演習用文章:
------------------------

細胞外エクソソームによるSurvivin発現の制御機構の解明と治療・診断への応用

研究課題

研究課題/領域番号 18K09006
研究機関東京女子医科大学

研究代表者

齋藤 太一  東京女子医科大学, 医学部, 特任講師 (40457247)

研究分担者 岡本 沙織  東京女子医科大学, 医学部, 助教 (20746763) [辞退]
濱 聖司  広島大学, 医系科学研究科(医), 研究員 (40397980)
村垣 善浩  東京女子医科大学, 医学部, 教授 (70210028) [辞退]
研究期間 (年度) 2018-04-01 – 2022-03-31
キーワードSurvivin / Vimentin / Glioma / 血清濃度 / バイオマーカー
研究実績の概要

昨年度、我々はグリオーマ症例(WHO悪性度分類 grade 2~4)と健常人の血清においてSurvivinの濃度の差をELISA法を用いて測定したが、明らかな有意差は認められなかったため、Survivin同様に幹細胞系の細胞に高発現するNestinの濃度を測定し、健常人とグリオーマ患者の間で有意差があることを示した。本年度はNestin同様、悪性グリオーマに高発現していることが報告されているVimentin蛋白の血清濃度に関しても、グリオーマ症例において上昇している可能性が高いと考え、倫理委員会に追加申請を行い承認された。ELISA法にて、術前グリオーマ患者血清のVimentin濃度と健常人での濃度を測定し、Wilcoxonの検定を行ったところ、グリオーマ患者と健常人の血清Vimentin濃度の間に有意差を認めた(p <0.0001)。グリオーマ患者の各グレード間(グレード 2, 3, 4)では有意差は認めなかったが、グレード4において濃度が高い傾向を示した。血清Vimentin濃度のROC解析では2.9ng/mlをカットオフ値とした時にAUC=0.93(感度86%、特異度100%)と高い検出率で健常人とグリオーマ患者との鑑別が可能であることが判明した。(p<0.0001)。これらの成果はVimentinの血中濃度の悪性グリオーマ患者におけるバイオマーカーとしての意義の解明に役立つものと考えている。今回ELIZA法による測定が可能であったのは、Vimentinが細胞骨格に関わる蛋白で、比較的安定した蛋白構造を持っているためと考えられた。Vimentinは、他の癌腫においてSurvivinから制御を受けていることが報告されており、グリオーマ患者における血清Vimentin濃度の上昇においても、Survivinが何らかの関与をしている可能性があると考えている。

------------------------

取り組む作業:
- A) Vimentin研究の報告のうち、「細胞外エクソソームによるSurvivin発現の制御機構の解明と治療・診断への応用」から「濱 聖司  広島大学, 医系科学研究科(医), 研究員 (40397980)」に至るまでをすべて書き写せ。
- B) Vimentin研究の報告の内容を二文でまとめてください。
- C) Vimentin研究の報告を、最後の文の後から書き継ぐこと。

表示された項目:
------------------------

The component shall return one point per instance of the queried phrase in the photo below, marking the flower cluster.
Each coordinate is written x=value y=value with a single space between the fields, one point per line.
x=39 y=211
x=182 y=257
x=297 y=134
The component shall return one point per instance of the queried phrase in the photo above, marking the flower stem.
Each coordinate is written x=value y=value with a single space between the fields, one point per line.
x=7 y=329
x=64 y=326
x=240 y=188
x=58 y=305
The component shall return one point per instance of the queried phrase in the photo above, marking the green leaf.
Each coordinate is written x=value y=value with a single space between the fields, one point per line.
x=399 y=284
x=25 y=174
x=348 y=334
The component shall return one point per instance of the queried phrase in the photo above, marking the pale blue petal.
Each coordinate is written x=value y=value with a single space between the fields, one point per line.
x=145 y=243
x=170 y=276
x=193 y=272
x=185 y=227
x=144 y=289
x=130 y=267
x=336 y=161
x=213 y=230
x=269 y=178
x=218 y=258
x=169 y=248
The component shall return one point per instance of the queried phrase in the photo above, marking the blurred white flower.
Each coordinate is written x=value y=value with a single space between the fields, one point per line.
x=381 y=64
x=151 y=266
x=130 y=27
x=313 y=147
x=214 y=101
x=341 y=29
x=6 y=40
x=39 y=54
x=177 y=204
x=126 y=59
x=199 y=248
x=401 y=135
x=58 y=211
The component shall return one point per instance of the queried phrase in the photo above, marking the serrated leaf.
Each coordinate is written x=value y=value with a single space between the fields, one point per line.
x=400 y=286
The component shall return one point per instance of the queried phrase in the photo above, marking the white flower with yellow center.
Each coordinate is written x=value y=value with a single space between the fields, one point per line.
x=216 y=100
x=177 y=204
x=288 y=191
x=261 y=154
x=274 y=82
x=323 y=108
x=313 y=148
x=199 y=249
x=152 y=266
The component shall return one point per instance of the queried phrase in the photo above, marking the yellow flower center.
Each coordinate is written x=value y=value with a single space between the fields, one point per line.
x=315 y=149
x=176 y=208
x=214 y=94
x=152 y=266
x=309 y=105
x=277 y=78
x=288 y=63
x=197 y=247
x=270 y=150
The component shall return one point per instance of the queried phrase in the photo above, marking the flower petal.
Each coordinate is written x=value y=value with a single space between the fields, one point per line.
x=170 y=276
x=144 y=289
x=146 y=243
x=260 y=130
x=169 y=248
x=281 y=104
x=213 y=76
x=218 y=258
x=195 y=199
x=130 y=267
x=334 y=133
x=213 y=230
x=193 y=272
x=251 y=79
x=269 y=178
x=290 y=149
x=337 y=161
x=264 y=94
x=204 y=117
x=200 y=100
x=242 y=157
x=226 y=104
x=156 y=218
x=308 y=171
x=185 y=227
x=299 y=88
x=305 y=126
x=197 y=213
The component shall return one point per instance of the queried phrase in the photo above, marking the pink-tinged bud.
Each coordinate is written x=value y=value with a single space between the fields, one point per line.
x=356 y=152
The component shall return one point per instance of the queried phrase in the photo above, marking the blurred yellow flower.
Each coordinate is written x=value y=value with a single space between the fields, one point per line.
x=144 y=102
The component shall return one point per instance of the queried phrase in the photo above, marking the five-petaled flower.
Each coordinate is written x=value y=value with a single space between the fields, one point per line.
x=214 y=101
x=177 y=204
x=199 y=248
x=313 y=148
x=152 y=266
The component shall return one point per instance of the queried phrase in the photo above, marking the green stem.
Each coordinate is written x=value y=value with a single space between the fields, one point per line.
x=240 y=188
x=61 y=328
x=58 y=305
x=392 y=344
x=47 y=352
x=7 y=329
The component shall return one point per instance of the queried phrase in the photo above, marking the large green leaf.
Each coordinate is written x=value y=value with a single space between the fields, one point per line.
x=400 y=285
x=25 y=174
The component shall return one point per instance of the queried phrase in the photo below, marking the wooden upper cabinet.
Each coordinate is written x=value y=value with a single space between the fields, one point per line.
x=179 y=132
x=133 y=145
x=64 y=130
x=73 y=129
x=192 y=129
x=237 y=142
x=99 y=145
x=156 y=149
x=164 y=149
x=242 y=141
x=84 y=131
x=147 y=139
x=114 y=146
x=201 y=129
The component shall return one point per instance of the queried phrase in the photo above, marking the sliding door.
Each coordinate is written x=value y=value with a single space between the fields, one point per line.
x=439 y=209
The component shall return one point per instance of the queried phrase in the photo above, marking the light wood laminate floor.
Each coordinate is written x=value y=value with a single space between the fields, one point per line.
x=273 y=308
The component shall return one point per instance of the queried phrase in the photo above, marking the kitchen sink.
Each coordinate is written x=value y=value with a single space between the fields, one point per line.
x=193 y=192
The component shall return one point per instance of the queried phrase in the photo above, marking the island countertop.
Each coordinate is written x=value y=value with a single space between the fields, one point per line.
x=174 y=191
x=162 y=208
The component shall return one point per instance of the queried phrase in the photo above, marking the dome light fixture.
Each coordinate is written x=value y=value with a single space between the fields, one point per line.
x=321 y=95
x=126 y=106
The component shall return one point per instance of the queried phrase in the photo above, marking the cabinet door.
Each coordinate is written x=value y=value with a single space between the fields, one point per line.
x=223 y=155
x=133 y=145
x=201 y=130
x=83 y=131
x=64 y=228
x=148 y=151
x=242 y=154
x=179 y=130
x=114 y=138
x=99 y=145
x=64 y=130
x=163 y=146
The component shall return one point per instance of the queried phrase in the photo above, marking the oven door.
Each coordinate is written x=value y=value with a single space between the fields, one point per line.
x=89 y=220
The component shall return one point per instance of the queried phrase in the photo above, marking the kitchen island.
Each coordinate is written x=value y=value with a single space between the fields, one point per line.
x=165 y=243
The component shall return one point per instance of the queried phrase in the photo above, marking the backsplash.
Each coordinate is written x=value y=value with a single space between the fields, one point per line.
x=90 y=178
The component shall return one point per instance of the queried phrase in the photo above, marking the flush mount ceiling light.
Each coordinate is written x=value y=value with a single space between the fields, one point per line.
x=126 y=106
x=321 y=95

------------------------

想定される回答:
- A)
細胞外エクソソームによるSurvivin発現の制御機構の解明と治療・診断への応用

研究課題

研究課題/領域番号 18K09006
研究機関東京女子医科大学

研究代表者

齋藤 太一  東京女子医科大学, 医学部, 特任講師 (40457247)

研究分担者 岡本 沙織  東京女子医科大学, 医学部, 助教 (20746763) [辞退]
濱 聖司  広島大学, 医系科学研究科(医), 研究員 (40397980)

- B) 前年度に血清Survivin濃度では有意差が得られなかったことから、本年度は術前グリオーマ患者と健常人の血清Vimentin濃度をELISA法で測定し、両者の間に有意差を認めた(p<0.0001)。グレード間では有意差はなかったものの、ROC解析では2.9ng/mlをカットオフ値とした場合にAUC=0.93(感度86%、特異度100%)で健常人とグリオーマ患者を鑑別できることが判明した。

- C)
現在までの達成度 (区分)
現在までの達成度 (区分)

3: やや遅れている

理由

我々はグリオーマ症例(WHO悪性度分類 grade 2~4)と健常人の血清においてSurvivinの濃度に有意な差が認められると考えていたが、残念ながら明らかな有意差は認められなかった。そのため方向性を変え、Survivinの発現と相関する考えられるVimentinの血清濃度に関して検討を行った。我々はELISA法にて有望な結果を得ることができており、今後Vimentinの血中濃度と、腫瘍組織検体におけるSurvivinの発現(免疫染色による解析)との相関について検討を行う予定である。

今後の研究の推進方策

本年度我々は、ELISA法にて、術前グリオーマ患者血清のVimentin濃度と健常人での濃度を測定し、Wilcoxonの検定を行ったところ、グリオーマ患者と健常人の血清Vimentin濃度の間に有意差を認めた(p <0.0001)。グリオーマ患者の各グレード間(グレード 2, 3, 4)では有意差は認めなかったが、グレード4において濃度が高い傾向を示した。血清Vimentin濃度のROC解析では2.9ng/mlをカットオフ値とした時にAUC=0.93と高い検出率で健常人とグリオーマ患者との鑑別が可能であることが判明した。(p<0.0001)。今後、さらに検体数を増やし、Vimentinの血清濃度を用いたさらに洗練された指標を導き出せるものと考えている。また前立腺癌においては、SurvivinがVimentinの発現を制御することが報告されており、今後、臨床検体におけるSurvivinの発現強度(免疫染色法による解析)と血清Vimentin濃度との相関についても改正を進めていく予定である。

次年度使用額が生じた理由

今回の研究に関して、患者血清の回収に関しては、当施設の臨床検査部からの全面的な支援をうけることができたため、採血管等の経費が抑えられたことが一つ
理由に挙げられる。また、今年度の実験に関しては、これまで購入していた実験試薬、実験器具を一部流用することができたため、経費を抑えることができた。
一方でSurvivin, Nestin, Vimentin濃度測定用のELIZAキットは、1キット10万円前後と高額であるため、抑えることができた経費を来年度以降に有効に使用する計画である。
一方で今回の症例数53例に加えて、次年度でさらに30例程度の症例追加を予定しているため、次年度に繰り越した経費を有効に使用する予定である。

  • 研究成果

    (9件)

すべて 2021 2020

すべて 雑誌論文 (2件) (うち査読あり 2件) 学会発表 (7件) (うち招待講演 3件)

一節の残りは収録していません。